Count the lines of the material below that contain the string "shallow". Give only the number.

*Object position labeling entries*:

·····

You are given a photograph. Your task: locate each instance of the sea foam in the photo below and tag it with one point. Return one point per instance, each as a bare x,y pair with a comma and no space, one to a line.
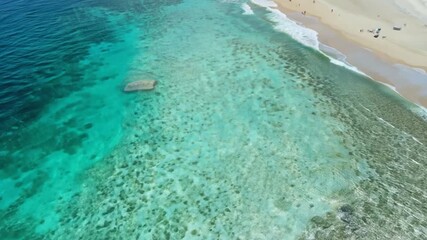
247,10
303,35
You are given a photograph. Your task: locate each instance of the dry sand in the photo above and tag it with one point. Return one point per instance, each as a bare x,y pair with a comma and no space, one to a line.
408,46
379,57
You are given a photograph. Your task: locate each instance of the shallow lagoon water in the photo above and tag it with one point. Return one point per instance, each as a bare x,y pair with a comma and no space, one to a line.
248,135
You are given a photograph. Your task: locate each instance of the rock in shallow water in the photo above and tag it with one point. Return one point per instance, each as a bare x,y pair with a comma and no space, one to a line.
142,85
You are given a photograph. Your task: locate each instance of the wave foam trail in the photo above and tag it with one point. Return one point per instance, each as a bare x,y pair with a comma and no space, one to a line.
265,3
304,35
247,10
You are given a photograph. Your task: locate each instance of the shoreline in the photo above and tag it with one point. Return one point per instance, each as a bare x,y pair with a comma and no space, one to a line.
407,80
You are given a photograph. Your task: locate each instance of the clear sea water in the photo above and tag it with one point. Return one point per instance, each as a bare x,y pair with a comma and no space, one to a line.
249,134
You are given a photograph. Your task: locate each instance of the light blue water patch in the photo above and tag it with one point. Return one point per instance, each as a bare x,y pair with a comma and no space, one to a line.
248,135
72,134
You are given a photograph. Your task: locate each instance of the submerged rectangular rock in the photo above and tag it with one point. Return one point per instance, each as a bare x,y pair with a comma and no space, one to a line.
141,85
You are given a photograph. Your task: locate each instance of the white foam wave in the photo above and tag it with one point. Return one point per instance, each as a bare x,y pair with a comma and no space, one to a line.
304,35
265,3
247,10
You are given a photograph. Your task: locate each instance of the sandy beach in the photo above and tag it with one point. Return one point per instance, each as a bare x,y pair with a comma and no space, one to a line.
395,57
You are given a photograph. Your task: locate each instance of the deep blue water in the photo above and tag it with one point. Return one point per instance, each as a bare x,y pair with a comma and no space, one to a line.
41,41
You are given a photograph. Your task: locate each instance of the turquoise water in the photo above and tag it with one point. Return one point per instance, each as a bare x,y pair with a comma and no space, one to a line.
248,135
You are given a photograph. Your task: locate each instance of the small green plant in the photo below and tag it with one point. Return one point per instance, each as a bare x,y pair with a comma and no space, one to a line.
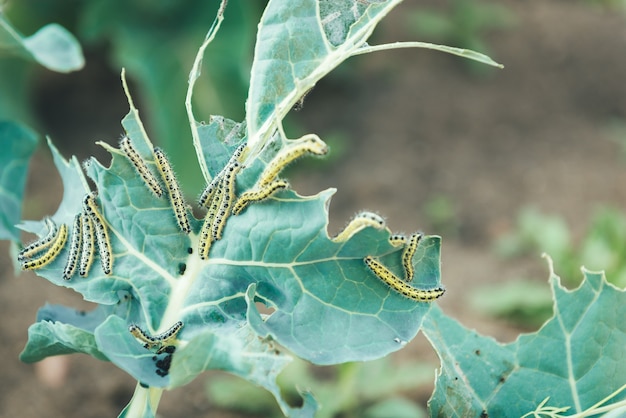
178,295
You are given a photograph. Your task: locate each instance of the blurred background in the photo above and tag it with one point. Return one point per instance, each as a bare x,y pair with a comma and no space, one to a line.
504,164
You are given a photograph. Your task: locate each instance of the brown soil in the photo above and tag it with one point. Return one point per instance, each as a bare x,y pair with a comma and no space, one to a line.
417,125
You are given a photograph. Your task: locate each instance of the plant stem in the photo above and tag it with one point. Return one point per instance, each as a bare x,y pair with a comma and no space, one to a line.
144,403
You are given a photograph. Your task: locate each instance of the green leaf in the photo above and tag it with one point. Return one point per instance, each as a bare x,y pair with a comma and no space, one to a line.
51,46
297,46
575,359
18,144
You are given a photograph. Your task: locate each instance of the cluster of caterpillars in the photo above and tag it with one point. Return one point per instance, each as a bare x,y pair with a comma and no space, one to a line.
220,196
401,285
88,232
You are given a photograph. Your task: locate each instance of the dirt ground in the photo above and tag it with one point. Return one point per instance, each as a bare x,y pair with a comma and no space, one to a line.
416,125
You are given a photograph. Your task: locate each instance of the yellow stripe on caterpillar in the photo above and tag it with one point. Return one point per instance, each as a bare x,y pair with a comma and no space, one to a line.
308,145
141,167
41,244
207,193
358,223
75,246
102,235
206,234
88,246
393,281
397,240
226,203
407,256
258,195
158,342
176,196
51,253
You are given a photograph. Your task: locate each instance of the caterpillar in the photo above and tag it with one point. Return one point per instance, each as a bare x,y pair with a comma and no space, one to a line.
206,235
102,235
159,342
140,167
87,247
407,256
397,240
176,196
207,193
41,244
51,253
308,145
226,203
75,246
258,194
397,284
358,223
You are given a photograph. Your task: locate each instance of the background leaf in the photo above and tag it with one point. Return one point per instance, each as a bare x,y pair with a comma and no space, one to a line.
51,46
575,359
18,144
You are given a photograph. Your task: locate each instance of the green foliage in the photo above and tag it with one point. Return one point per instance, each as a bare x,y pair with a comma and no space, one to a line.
466,24
51,46
524,301
344,390
575,359
322,304
18,144
602,248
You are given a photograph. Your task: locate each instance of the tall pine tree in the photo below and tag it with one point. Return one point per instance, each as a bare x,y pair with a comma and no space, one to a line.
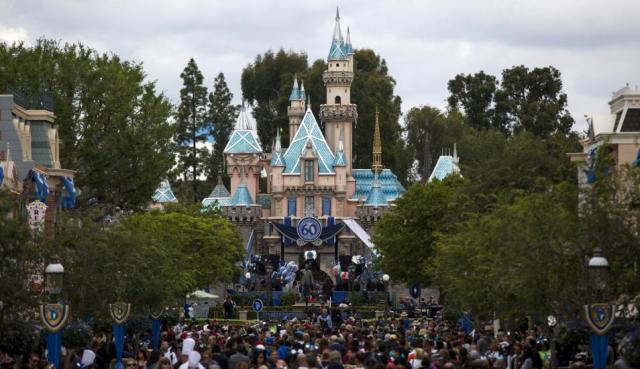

·····

*Finished task*:
2